▼
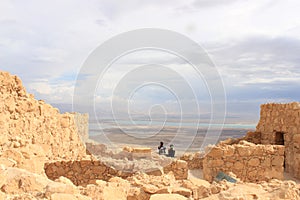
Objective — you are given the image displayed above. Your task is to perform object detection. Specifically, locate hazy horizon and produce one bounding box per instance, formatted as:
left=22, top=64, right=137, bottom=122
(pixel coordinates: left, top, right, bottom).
left=53, top=102, right=260, bottom=124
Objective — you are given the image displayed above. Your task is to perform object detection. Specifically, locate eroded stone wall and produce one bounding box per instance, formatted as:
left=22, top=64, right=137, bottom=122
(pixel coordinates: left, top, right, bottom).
left=257, top=102, right=300, bottom=178
left=180, top=152, right=204, bottom=170
left=0, top=71, right=86, bottom=174
left=45, top=158, right=189, bottom=186
left=163, top=160, right=188, bottom=180
left=203, top=141, right=284, bottom=182
left=44, top=159, right=127, bottom=186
▲
Copy each line of the records containing the string "displayed".

Objective — you are given the image displayed above. Your task is to perform object detection. Specifically, locate hazy horizon and produce one bounding box per instance, formatted as:
Objective — you are given the image displayed above. Your task is to perform object detection. Specifically, locate eroded stone wall and produce one bounding box per instance, formatted as:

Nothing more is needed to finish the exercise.